# Closure of Pointwise Operation on Algebraic Structure

## Theorem

Let $S$ be a set such that $S \ne \varnothing$.

Let $\struct {T, \circ}$ be an algebraic structure.

Let $T^S$ be the set of all mappings from $S$ to $T$.

Let $f, g \in T^S$, that is, let $f: S \to T$ and $g: S \to T$ be mappings.

Let $\oplus: T^S \to T^S$ be the pointwise operation on $T^S$ induced by $\circ$.

Then $\oplus$ is closed on $T^S$ if and only if $\struct {T, \circ}$ is closed.

## Proof

### Necessary Condition

Let $\struct {T, \circ}$ be closed.

Let $x \in S$ be arbitrary.

Then:

\(\, \displaystyle \forall f, g \in T^S: \, \) | \(\displaystyle \map {f \oplus g} x\) | \(=\) | \(\displaystyle \map f x \circ \map g x\) | Definition of Pointwise Operation | |||||||||

\(\displaystyle \) | \(\in\) | \(\displaystyle T\) | as $\struct {T, \circ}$ is closed |

So $\oplus$ is closed on $T^S$.

$\Box$

### Sufficient Condition

Let $\oplus$ is closed on $T^S$.

#### GIVEN TASK 1:
In the proof about closure of the pointwise operation, why does the value of f ⊕ g at x lie in T under the necessary condition?

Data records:
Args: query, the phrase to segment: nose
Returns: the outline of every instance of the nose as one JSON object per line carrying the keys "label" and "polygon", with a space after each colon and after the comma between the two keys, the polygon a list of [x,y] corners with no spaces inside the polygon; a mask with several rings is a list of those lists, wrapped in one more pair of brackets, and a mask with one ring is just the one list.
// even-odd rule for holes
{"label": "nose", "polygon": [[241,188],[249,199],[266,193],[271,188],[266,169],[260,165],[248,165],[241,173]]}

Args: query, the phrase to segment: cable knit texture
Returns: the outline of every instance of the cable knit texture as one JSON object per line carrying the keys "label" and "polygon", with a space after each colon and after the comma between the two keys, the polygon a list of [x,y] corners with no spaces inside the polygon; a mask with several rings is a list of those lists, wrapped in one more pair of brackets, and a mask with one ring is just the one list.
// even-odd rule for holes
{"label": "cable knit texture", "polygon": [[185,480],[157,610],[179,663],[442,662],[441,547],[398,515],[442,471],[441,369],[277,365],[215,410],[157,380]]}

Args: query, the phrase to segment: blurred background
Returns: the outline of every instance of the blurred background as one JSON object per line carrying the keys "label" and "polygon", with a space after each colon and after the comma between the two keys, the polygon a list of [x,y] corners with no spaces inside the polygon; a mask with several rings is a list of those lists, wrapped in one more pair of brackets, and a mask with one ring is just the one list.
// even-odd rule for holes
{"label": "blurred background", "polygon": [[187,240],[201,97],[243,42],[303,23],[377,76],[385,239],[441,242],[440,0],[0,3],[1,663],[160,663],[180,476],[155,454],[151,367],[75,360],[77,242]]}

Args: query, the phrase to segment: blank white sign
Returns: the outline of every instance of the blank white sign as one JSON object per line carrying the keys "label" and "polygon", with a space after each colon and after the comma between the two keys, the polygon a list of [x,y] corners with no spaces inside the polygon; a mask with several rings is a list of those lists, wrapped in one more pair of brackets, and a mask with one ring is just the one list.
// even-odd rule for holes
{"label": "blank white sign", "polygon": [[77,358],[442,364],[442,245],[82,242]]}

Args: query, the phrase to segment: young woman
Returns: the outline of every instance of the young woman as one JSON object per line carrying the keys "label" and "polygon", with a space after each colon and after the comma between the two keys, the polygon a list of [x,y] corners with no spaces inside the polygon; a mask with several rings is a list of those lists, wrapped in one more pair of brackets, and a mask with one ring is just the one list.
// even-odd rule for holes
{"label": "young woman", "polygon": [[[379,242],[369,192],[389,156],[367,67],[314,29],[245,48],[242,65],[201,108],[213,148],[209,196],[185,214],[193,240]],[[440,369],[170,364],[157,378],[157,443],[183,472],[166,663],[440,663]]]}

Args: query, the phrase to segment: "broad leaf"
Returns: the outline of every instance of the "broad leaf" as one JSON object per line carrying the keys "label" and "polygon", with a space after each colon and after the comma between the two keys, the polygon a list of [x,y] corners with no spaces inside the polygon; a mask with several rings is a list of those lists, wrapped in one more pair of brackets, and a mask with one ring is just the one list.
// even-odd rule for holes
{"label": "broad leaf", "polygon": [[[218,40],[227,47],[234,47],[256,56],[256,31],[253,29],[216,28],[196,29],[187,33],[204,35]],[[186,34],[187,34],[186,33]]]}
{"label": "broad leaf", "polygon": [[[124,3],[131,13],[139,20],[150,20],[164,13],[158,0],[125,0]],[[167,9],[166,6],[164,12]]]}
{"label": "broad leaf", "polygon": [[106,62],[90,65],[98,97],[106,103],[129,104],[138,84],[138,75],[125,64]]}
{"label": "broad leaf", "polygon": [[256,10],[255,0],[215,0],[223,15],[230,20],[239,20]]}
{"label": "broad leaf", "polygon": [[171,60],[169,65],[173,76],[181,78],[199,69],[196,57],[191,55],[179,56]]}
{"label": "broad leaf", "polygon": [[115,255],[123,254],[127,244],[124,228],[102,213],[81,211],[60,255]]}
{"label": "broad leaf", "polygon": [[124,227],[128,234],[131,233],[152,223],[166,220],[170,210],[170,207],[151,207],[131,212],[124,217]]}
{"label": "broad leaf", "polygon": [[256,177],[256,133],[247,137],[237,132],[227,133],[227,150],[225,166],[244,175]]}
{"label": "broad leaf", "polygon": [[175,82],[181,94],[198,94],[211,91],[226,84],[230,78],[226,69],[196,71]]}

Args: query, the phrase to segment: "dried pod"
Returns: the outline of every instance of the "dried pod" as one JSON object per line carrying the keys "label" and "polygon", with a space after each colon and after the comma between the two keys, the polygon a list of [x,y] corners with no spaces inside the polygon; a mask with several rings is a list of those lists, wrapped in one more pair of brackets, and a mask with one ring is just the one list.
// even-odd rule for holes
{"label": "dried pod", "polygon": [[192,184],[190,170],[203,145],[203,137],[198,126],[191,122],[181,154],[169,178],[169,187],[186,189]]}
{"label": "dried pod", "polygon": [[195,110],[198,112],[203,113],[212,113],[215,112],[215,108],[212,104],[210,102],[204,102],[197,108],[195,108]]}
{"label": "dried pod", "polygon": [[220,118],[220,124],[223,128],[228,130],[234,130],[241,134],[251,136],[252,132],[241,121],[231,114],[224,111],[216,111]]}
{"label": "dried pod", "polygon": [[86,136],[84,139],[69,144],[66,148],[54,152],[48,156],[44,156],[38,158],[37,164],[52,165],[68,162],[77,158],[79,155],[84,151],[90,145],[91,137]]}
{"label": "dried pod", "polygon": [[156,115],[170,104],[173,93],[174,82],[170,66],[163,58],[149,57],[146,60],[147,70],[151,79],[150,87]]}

#### GIVEN TASK 2:
Pick out every line of the records that contains the string "Args", matching case exactly.

#### FINAL ANSWER 1:
By the definition of the pointwise operation, (f ⊕ g)(x) equals f(x) ∘ g(x). That value is in T because (T, ∘) is closed.

#### FINAL ANSWER 2:
Args: query, the phrase to segment: nose
Args: query, the phrase to segment: cable knit texture
Args: query, the phrase to segment: blurred background
Args: query, the phrase to segment: blank white sign
Args: query, the phrase to segment: young woman
Args: query, the phrase to segment: "broad leaf"
Args: query, the phrase to segment: "dried pod"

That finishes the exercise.